■ **ESTRATTO FORNITO**:

La Comunità di Sant’Egidio e i suoi primi quarant’anni: il racconto del fondatore Andrea Riccardi, e quelle lacrime in Mozambico…

Andrea Riccardi è nato a Roma e ha cinquantotto anni. Docente universitario di storia contemporanea, è il fondatore della Comunità di Sant’Egidio nella capitale. Una Comunità che quest’anno compie quarant’anni. Ormai presente in settanta Paesi, l’impegno primario di Sant’Egidio è di servire i poveri e la pace, anche se la prima “opera” della Comunità è la preghiera. Rappresentanti di Sant’Egidio sono stati mediatori importanti in diversi e sanguinosi conflitti, dal Guatemala al Mozambico. 

 

Perché la Comunità di Sant’Egidio si chiama Comunità di Sant’Egidio?

“Il nome deriva dall’ex monastero abbandonato in cui abbiamo cominciato a raccoglierci. Il riferimento è a una figura che veniva dall’Oriente e andava in Occidente, un protettore dei deboli molto venerato nel Medioevo”.

■ **COMPITO ASSEGNATO A**: Ricopia senza modifiche tutte le righe dell'elenco che segue.

■ **DATI FORNITI**:
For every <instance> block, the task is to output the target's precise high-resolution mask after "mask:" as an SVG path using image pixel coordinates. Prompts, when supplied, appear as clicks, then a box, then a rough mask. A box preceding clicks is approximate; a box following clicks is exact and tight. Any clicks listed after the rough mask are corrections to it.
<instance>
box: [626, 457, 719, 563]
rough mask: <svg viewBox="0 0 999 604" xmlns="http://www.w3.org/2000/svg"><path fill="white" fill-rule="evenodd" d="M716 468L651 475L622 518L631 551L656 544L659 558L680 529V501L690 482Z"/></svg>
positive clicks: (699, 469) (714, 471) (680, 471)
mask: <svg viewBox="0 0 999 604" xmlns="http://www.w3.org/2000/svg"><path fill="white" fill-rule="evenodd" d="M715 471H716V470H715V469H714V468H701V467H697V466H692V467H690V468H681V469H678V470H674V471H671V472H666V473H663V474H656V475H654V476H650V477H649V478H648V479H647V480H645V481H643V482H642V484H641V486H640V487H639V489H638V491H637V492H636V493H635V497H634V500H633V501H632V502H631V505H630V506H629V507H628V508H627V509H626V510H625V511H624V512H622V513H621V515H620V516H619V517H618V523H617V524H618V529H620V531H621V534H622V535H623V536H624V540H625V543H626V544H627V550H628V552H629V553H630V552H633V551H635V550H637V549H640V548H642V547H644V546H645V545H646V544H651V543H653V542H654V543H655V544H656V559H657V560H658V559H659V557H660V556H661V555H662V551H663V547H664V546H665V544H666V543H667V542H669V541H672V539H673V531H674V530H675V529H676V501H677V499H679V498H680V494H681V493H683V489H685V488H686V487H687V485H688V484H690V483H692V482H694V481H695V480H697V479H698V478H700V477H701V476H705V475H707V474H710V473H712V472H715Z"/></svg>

■ **COMPITO ASSEGNATO B**: Riscrivi il passo del testo sulla Comunità di Sant’Egidio compreso tra "La Comunità di Sant’Egidio e" e "Guatemala al Mozambico.", estremi inclusi, mettendo "storia moderna" al posto di "storia contemporanea".

■ **RISULTATO A**:
For every <instance> block, the task is to output the target's precise high-resolution mask after "mask:" as an SVG path using image pixel coordinates. Prompts, when supplied, appear as clicks, then a box, then a rough mask. A box preceding clicks is approximate; a box following clicks is exact and tight. Any clicks listed after the rough mask are corrections to it.
<instance>
box: [626, 457, 719, 563]
rough mask: <svg viewBox="0 0 999 604" xmlns="http://www.w3.org/2000/svg"><path fill="white" fill-rule="evenodd" d="M716 468L651 475L622 518L631 551L656 544L659 558L680 529V501L690 482Z"/></svg>
positive clicks: (699, 469) (714, 471) (680, 471)
mask: <svg viewBox="0 0 999 604" xmlns="http://www.w3.org/2000/svg"><path fill="white" fill-rule="evenodd" d="M715 471H716V470H715V469H714V468H701V467H697V466H692V467H690V468H681V469H678V470H674V471H671V472H666V473H663V474H656V475H654V476H650V477H649V478H648V479H647V480H645V481H643V482H642V484H641V486H640V487H639V489H638V491H637V492H636V493H635V497H634V500H633V501H632V502H631V505H630V506H629V507H628V508H627V509H626V510H625V511H624V512H622V513H621V515H620V516H619V517H618V523H617V524H618V529H620V531H621V534H622V535H623V536H624V540H625V543H626V544H627V550H628V552H629V553H630V552H633V551H635V550H637V549H640V548H642V547H644V546H645V545H646V544H651V543H653V542H654V543H655V544H656V559H657V560H658V559H659V557H660V556H661V555H662V551H663V547H664V546H665V544H666V543H667V542H669V541H672V539H673V531H674V530H675V529H676V501H677V499H679V498H680V494H681V493H683V489H685V488H686V487H687V485H688V484H690V483H692V482H694V481H695V480H697V479H698V478H700V477H701V476H705V475H707V474H710V473H712V472H715Z"/></svg>

■ **RISULTATO B**:
La Comunità di Sant’Egidio e i suoi primi quarant’anni: il racconto del fondatore Andrea Riccardi, e quelle lacrime in Mozambico…

Andrea Riccardi è nato a Roma e ha cinquantotto anni. Docente universitario di storia moderna, è il fondatore della Comunità di Sant’Egidio nella capitale. Una Comunità che quest’anno compie quarant’anni. Ormai presente in settanta Paesi, l’impegno primario di Sant’Egidio è di servire i poveri e la pace, anche se la prima “opera” della Comunità è la preghiera. Rappresentanti di Sant’Egidio sono stati mediatori importanti in diversi e sanguinosi conflitti, dal Guatemala al Mozambico.